Skip to main content

JAX implementation of the Mistral v0.2 base model.

Project description

Mistral 7B v0.2 JAX

This project is the JAX implementation of Mistral 7B v0.2 Base, advancing the work of my earlier repository mistral 7B JAX.

It is supported by Cloud TPUs from Google's TPU Research Cloud (TRC).

Go to Mistral 7B v0.2 JAX Documentation Page.

Roadmap

  • Model architecture
  • Publish a Python library
  • 1D Model parallelism
  • Generation
    • KV cache
    • Left padding
    • Top-K sampling / Top-p / Temperature
    • Beam search
  • Training

Quick Installation

Simple installation from PyPI.

pip install mistral-v0.2-jax

Usage

For usage of the Mistral 7B v0.2 Base JAX model, see the example below::

import jax
import jax.numpy as jnp
from mistral_v0_2.model import convert_mistral_lm_params, forward_mistral_lm, make_rotary_values, shard_mistral_lm_params
from transformers import AutoTokenizer, MistralForCausalLM

model_dir = 'mistral-hf-7B-v0.2'  # convert first with 'Mistral 7B v0.2 Parameter Conversion' part in README
model = MistralForCausalLM.from_pretrained(model_dir)
tokenizer = AutoTokenizer.from_pretrained(model_dir)
tokenizer.pad_token = tokenizer.eos_token

sentences = ['I have a cat.', 'There is a cat in my home.']
inputs = tokenizer(sentences, padding=True, return_tensors='jax')
input_ids = inputs.input_ids
batch_size, batch_len = input_ids.shape
attn_mask = inputs.attention_mask.astype(jnp.bool_)
qk_mask = jnp.tril(jnp.einsum('bi,bj->bij', attn_mask, attn_mask))[:, None, None]
rotary_values = make_rotary_values(batch_size, batch_len)

# load on CPU first to avoid OOM
cpu_device = jax.devices('cpu')[0]
with jax.default_device(cpu_device):
    params = convert_mistral_lm_params(model)
params = shard_mistral_lm_params(params)

logits, kv_cache = forward_mistral_lm(params, input_ids, qk_mask, rotary_values, None)
print(logits)

→ **Objective 1**
Scale the listing below: reproduce all of its lines, requests included, multiplying every coordinate in the path answers by 0.7 and rounding each result to a whole number, with halves rounded up.
The listing that follows this project page is unrelated to it.

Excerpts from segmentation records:
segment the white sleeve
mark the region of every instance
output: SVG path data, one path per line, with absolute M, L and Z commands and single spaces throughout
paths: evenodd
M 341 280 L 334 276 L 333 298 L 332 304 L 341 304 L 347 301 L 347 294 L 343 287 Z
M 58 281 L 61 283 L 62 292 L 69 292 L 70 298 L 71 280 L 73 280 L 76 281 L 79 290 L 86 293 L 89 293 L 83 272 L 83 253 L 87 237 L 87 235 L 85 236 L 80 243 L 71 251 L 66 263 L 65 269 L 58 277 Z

→ **Objective 2**
According to the project page, which program supplies the Cloud TPUs that support this work?

→ **Right answer 1**
segment the white sleeve
mark the region of every instance
output: SVG path data, one path per line, with absolute M, L and Z commands and single spaces throughout
paths: evenodd
M 239 196 L 234 193 L 233 209 L 232 213 L 239 213 L 243 211 L 243 206 L 240 201 Z
M 41 197 L 43 198 L 43 204 L 48 204 L 49 209 L 50 196 L 51 196 L 53 197 L 55 203 L 60 205 L 62 205 L 58 190 L 58 177 L 61 166 L 61 165 L 60 165 L 56 170 L 50 176 L 46 184 L 46 188 L 41 194 Z

→ **Right answer 2**
Google's TPU Research Cloud (TRC).